Task to carry out
The listing is to be reproduced exactly, excluding its pictures.
- - - - -
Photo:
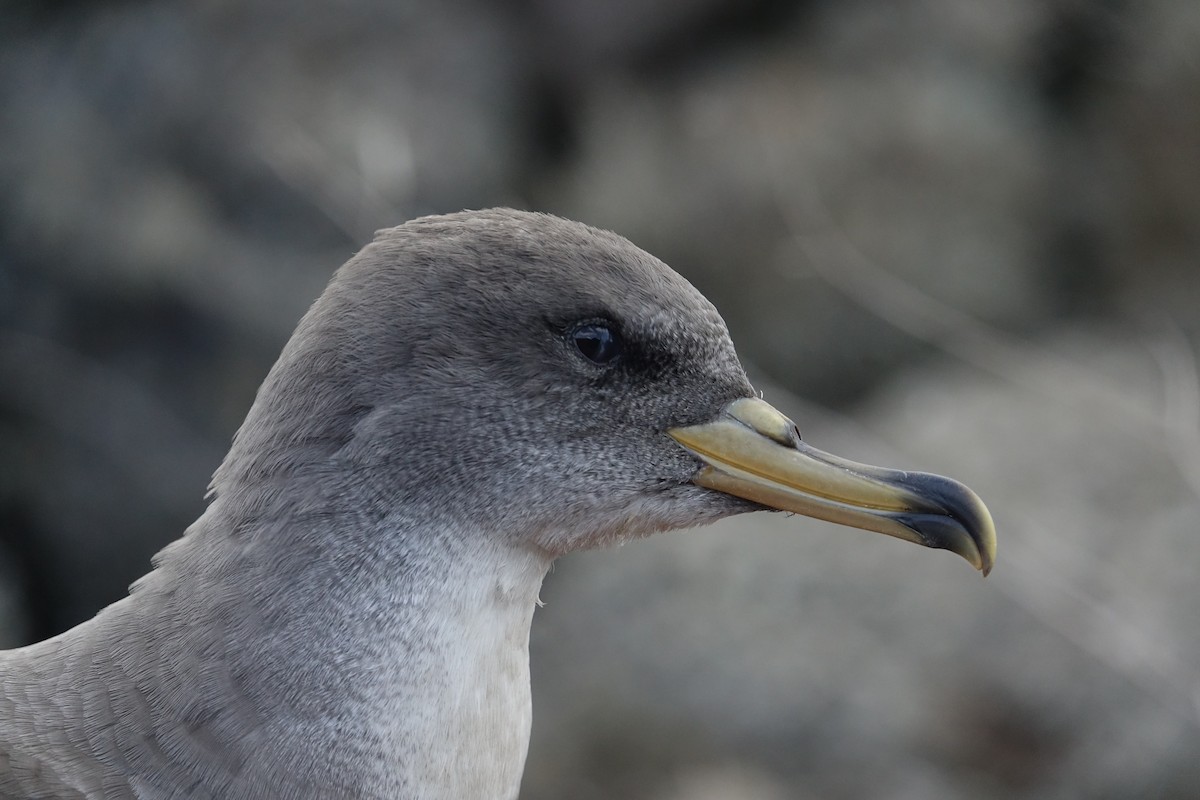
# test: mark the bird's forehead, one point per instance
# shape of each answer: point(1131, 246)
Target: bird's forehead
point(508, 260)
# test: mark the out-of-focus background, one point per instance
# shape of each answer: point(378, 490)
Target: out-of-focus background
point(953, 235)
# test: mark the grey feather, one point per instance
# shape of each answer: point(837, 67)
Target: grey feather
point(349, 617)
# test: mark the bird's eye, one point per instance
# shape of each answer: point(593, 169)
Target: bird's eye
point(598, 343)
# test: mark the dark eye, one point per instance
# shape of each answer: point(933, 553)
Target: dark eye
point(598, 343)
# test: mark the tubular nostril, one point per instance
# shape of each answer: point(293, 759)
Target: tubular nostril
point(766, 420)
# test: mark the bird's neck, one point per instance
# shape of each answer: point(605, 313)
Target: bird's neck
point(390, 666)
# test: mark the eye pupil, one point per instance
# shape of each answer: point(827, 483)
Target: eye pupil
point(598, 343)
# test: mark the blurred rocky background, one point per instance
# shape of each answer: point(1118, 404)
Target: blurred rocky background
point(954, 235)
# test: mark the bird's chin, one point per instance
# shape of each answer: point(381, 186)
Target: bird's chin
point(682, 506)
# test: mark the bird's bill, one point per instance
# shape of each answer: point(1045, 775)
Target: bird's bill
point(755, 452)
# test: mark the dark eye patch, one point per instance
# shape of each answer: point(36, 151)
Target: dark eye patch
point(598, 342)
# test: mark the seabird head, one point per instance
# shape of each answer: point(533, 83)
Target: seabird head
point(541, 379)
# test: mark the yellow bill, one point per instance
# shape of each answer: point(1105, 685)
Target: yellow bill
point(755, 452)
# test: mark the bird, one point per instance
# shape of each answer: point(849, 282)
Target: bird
- - - - -
Answer box
Photo:
# test: mark the bird's forehead, one point per instance
# shape of each answer: point(1131, 246)
Target: bird's forehead
point(508, 260)
# test: mark the out-of-focus background, one point per instance
# shape of each answer: point(378, 490)
Target: out-of-focus background
point(953, 235)
# test: mark the grey feather, one point per instance
# shape of each answer: point(837, 67)
Target: grey feather
point(349, 617)
# test: mark the bird's eye, one point per instance
# shape of each answer: point(593, 169)
Target: bird's eye
point(598, 343)
# test: mark the dark eye, one point per instance
# shape of each answer: point(933, 553)
Target: dark eye
point(598, 343)
# test: mark the tubular nostril, one point per instance
# shape of each answer: point(293, 759)
Target: tubular nostril
point(766, 420)
# test: mark the bird's neck, one point per instance
# shape of each answer: point(605, 313)
Target: bird's neck
point(390, 666)
# test: mark the eye pupil, one point per instance
# shape of each answer: point(827, 483)
Target: eye pupil
point(598, 343)
# test: mark the blurred rocky background, one point per instance
# shape of each answer: point(1118, 404)
Target: blurred rocky background
point(954, 235)
# test: mark the bird's chin, one point per instance
# shape of each answer: point(381, 186)
Target: bird's chin
point(682, 506)
# test: mark the bird's bill, one point per instance
# shape of each answer: point(1045, 775)
Target: bird's bill
point(755, 452)
# test: mark the dark eye patch, one point per instance
# shape of each answer: point(36, 151)
Target: dark eye patch
point(598, 342)
# test: mark the seabird head, one point per instance
# shape of each answer: point(533, 83)
Target: seabird head
point(541, 379)
# test: mark the yellow bill, one point per instance
# shape of each answer: point(1105, 685)
Target: yellow bill
point(755, 452)
# test: mark the bird, one point per instance
# shape of each answer: point(849, 282)
Target: bird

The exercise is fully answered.